## 作業指示 A
抜粋本文において、2014年12月期の連結売上高はいくらと見込まれていますか。
## 作業指示 B
抜粋本文の最初の文に示された2014年12月期の連結業績見通しについて、各項目を金額および前期比の増加率とともにすべて挙げてください。
## 作業指示 C
抜粋本文のうち、「2014年12月期の連結業績」から「通しについては以下のとおり。」までの部分を、原文どおりに書き写してください。

## 抜粋本文
##########

2014年12月期の連結業績見通しは、売上高が前期比25.1%増の70,620百万円、営業利益が同26.4%増の2,680百万円、経常利益が同18.8%増の2,571百万円、当期純利益が同44.0%増の1,201百万円と2ケタ増収増益を見込んでいる。

その他事業を除くすべての事業で2桁成長を見込むなかでも、とりわけ不動産事業については売上高で前期比72.9%増、セグメント利益で同74.0%増と急拡大する見通し。自社開発の分譲マンションを首都圏で2プロジェクト(73戸)、東北で2プロジェクト(126戸)、また戸建て分譲を首都圏で1プロジェクト(11戸)それぞれ販売することが大きく寄与する。事業別の見通しについては以下のとおり。

○ファクトリー事業

ファクトリー事業の今期業績は、売上高が前期比22.7%増、セグメント利益が同19.8%増を見込む。前期に獲得した大型案件が継続するほか、今期に入って新たに機械分野の大手メーカーから新規大型案件を獲得したことが寄与する。1月から既に稼働しており、当面の契約期間は2014年10月までとなっているが、状況によって延長の可能性もある。第3四半期のピーク時には人員規模として500名程度まで拡大する見込み。稼働初期は立ち上げ負担等で収益面では重しとなるが、後半にかけては収益性も向上してくる見通しだ。

また、前期に大きく伸びたeコマース事業者向けに関しても、追加の案件が打診されてきている。人員の手配にめどがつけば、受注する方向だ。そのほかにも車載系デバイスメーカーの取引が拡大見込みとなっているなど、国内における受注案件は引き続き増加傾向にある。

こうしたなかで懸念されるのが、人材の確保である。前述したように、ワールドインテック<2429>では一部、外部からの派遣を受け入れるなどで対応を進めているが、そのほかにも採用強化の取り組みも進めている。具体的には、派遣応募者の登録受付システムである「Jobpaper」のサイトを2013年9月に全面リニューアルし、スマートフォンにも対応した。こうしたことで、同サイトへのアクセス数が約1.9倍に増加し、また、同サイト経由での応募者数も月平均で従前と比較して9.9倍に急増(月平均33名→327名)するなど、その効果が顕在化しており、今後の受注拡大に対応した人員増加が見込まれる。


○テクノ事業

テクノ事業の今期業績は、売上高が前期比15.3%増、セグメント利益が同20.5%増を見込んでいる。引き続き設計開発分野における高単価の案件に注力し、売上拡大と同時に収益性も高めていく方針だ。今期は大手メーカーと設計分野での共同事業を進めていく。顧客側においても設計開発コストの低減ニーズは強く、同社の人材を活用することによって、トータルコストの削減効果が期待できるといったメリットがある。

また、情報サービス分野では2015年のマイナンバー制度導入を控えて、システムエンジニアの不足が深刻化しており、こうした分野での受注獲得も期待される。課題はファクトリー事業と同様、人材の確保にある。いかに採用コストを抑えながら人材を拡充していけるかがポイントとなってこよう。同社では、子会社のアドバン(パソコンスクール事業)との連携強化により、スクールで育成したエンジニアをテクノ事業で採用していくことも考えている。

##########

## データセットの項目

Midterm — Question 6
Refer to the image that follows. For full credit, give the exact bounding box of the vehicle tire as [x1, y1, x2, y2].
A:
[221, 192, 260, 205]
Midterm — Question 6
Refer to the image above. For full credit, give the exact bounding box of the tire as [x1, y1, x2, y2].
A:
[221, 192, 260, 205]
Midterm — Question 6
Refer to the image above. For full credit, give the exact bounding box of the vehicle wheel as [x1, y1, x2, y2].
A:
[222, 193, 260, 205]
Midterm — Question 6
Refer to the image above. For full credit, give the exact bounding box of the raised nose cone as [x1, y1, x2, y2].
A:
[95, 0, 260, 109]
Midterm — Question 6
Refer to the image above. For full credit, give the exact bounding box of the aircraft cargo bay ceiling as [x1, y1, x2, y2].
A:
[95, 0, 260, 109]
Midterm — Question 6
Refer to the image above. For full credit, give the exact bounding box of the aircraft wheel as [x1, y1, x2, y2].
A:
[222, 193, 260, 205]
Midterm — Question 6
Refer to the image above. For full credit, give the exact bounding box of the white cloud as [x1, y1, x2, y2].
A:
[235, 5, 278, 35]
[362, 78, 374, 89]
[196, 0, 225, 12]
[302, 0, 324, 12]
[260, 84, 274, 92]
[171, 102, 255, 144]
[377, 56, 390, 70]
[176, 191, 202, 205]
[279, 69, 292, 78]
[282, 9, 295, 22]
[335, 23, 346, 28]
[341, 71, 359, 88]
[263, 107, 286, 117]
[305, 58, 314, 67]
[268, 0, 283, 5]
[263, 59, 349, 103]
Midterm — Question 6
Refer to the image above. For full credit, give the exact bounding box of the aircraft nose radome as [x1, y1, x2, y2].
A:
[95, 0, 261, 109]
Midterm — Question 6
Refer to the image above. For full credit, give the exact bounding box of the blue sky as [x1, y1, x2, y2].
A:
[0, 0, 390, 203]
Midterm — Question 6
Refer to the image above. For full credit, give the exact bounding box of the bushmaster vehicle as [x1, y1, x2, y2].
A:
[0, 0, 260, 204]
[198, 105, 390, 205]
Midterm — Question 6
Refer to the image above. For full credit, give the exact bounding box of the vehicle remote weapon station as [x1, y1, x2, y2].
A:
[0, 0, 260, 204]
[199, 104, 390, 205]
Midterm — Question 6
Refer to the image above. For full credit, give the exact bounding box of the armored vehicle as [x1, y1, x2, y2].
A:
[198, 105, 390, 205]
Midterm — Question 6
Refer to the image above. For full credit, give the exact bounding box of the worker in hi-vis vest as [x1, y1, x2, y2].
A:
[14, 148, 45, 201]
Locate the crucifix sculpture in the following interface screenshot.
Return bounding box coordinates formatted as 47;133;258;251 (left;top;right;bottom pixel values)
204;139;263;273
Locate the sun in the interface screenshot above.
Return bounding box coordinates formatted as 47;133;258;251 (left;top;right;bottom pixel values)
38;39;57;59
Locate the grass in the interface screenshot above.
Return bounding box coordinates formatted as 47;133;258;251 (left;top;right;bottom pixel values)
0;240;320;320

##########

## 想定出力 A
前期比25.1%増の70,620百万円です。

## 想定出力 B
・売上高：70,620百万円（前期比25.1%増）
・営業利益：2,680百万円（同26.4%増）
・経常利益：2,571百万円（同18.8%増）
・当期純利益：1,201百万円（同44.0%増）

## 想定出力 C
2014年12月期の連結業績見通しは、売上高が前期比25.1%増の70,620百万円、営業利益が同26.4%増の2,680百万円、経常利益が同18.8%増の2,571百万円、当期純利益が同44.0%増の1,201百万円と2ケタ増収増益を見込んでいる。

その他事業を除くすべての事業で2桁成長を見込むなかでも、とりわけ不動産事業については売上高で前期比72.9%増、セグメント利益で同74.0%増と急拡大する見通し。自社開発の分譲マンションを首都圏で2プロジェクト(73戸)、東北で2プロジェクト(126戸)、また戸建て分譲を首都圏で1プロジェクト(11戸)それぞれ販売することが大きく寄与する。事業別の見通しについては以下のとおり。